Новость о том, что израильская «военщина» ударила по больнице в Газе и убила многие сотни человек, была опровергнута почти сразу. ЦАХАЛ привел стопроцентные доказательства, что на парковку больницы упала ракета ХАМАС. Но в мире до сих пор корят Израиль за убийство мирных жителей. В прошлом году в Польше случайно упали обломки украинской ракеты, но первые сообщения гласили, что запустила ее Россия. Тогда, в отличие от истории с больницей в Газе, мнение мирового сообщества удалось «развернуть» довольно быстро.
Как работают механизмы пропаганды и контрпропаганды, почему пользователи соцсетей готовы верить в самую безумную конспирологию — объясняет эксперт в области цифровой журналистики и дезинформации, содиректор Центра по исследованию дезинформации Университета Шеффилда (Великобритания) медиаэксперт Илья Яблоков.
— Журнал The Economist выяснил, что при опросах людей вживую они высказывают чаще поддержку Израилю, а в соцсетях — Палестине. При этом в соцсетях уровень поддержки и нейтрального отношения варьируется еще и в зависимости от платформы. Какие механизмы здесь работают?
— Мне кажется, это история об идеологических взглядах. Если не углубляться в суть происходившего на территориях, в то, как вело себя правительство Нетаньяху, и другие подробности, то в Израиле произошел теракт. Это увидели и этому ужаснулись все.
Что касается поддержки Палестины «вживую», то очень часто это идеологическая позиция, связанная с левыми взглядами. Она и исторически больше связана с левыми взглядами: это и борьба с колониализмом, и борьба с американцами, и с сионизмом, это, как правило, левые и даже леворадикальные группы. Нужно быть очень убежденным сторонником этих идеологий, чтобы открыто говорить о поддержке Палестины. Все-таки право Израиля на существование отчасти объясняется последствием Холокоста, поэтому мало кто готов переходить эту линию и повторять, например, лозунг палестинцев «От реки до моря».
— ХАМАС при этом ведет очень успешно информационную войну.
— И выигрывает ее. Они всегда начинают эту раскачку: «Убиты дети!» К сожалению, когда происходят операции израильских войск на палестинских территориях, или в Ливане, или в Сирии, или в Газе, это всегда новости про убитых детей, фотографии убитых детей. Это главный фрейм всех их публикаций: ребенок. Большая часть их новостей и фото — это всегда про детей.

Извлечённые строки:
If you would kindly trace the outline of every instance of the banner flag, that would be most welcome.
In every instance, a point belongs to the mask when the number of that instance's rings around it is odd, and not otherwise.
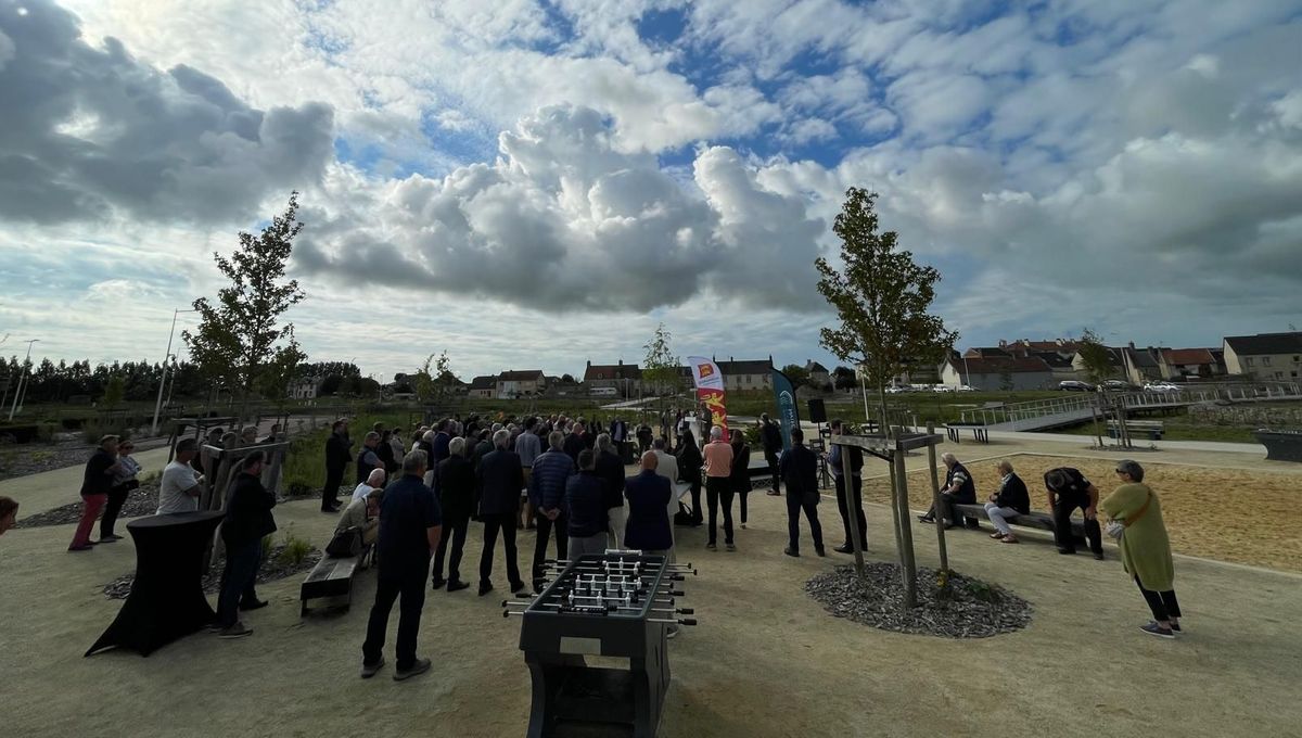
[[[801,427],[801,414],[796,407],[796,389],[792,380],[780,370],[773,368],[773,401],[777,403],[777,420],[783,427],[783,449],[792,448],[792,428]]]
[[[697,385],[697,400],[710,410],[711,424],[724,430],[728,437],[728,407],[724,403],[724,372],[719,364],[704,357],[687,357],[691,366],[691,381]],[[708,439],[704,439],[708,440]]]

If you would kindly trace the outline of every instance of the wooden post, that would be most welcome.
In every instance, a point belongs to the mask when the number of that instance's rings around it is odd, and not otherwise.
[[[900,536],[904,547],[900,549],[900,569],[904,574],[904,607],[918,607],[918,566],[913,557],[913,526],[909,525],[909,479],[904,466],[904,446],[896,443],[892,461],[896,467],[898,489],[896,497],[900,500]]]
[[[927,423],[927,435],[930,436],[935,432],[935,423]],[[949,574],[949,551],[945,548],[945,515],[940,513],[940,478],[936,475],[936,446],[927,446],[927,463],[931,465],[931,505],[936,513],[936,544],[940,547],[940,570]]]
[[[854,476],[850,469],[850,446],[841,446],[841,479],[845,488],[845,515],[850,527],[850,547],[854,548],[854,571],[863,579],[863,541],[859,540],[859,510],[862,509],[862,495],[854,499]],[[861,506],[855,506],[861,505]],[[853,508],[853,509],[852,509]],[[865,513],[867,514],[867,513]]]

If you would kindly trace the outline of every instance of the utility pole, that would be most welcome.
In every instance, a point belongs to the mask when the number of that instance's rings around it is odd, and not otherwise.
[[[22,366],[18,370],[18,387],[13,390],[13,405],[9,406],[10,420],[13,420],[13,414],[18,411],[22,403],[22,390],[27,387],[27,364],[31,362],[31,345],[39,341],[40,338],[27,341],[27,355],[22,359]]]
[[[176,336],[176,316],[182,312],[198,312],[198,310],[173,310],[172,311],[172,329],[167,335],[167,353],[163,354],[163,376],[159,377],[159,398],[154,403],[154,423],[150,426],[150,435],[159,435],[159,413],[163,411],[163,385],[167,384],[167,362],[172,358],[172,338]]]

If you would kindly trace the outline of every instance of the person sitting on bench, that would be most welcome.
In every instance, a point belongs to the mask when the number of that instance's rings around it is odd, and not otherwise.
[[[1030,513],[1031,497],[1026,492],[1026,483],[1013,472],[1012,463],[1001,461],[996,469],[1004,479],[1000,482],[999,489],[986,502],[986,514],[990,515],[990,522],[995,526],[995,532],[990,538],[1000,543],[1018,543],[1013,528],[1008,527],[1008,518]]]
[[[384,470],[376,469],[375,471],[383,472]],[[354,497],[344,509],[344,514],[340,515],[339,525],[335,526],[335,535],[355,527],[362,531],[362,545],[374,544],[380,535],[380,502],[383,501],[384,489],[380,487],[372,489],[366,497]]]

Задачи для решения:
1) Перечислите все места, где, согласно последней реплике во фрагменте страницы, проходят операции израильских войск.
2) Перепишите строки, начиная с той, что содержит «bench, that would be most welcome.», и до самой последней строки, заменив «person sitting on bench» на «seated person». Всё остальное оставьте без изменений.

Ответы к задачам:
1)
палестинские территории
Ливан
Сирия
Газа

2)
If you would kindly trace the outline of every instance of the seated person, that would be most welcome.
In every instance, a point belongs to the mask when the number of that instance's rings around it is odd, and not otherwise.
[[[1030,513],[1031,497],[1026,492],[1026,483],[1013,472],[1012,463],[1001,461],[996,469],[1004,479],[1000,482],[999,489],[986,502],[986,514],[990,515],[990,522],[995,526],[995,532],[990,538],[1000,543],[1018,543],[1013,528],[1008,527],[1008,518]]]
[[[384,470],[376,469],[375,471],[383,472]],[[354,497],[344,509],[344,514],[340,515],[339,525],[335,526],[335,535],[355,527],[362,531],[362,545],[374,544],[380,535],[380,502],[383,501],[384,489],[380,487],[372,489],[366,497]]]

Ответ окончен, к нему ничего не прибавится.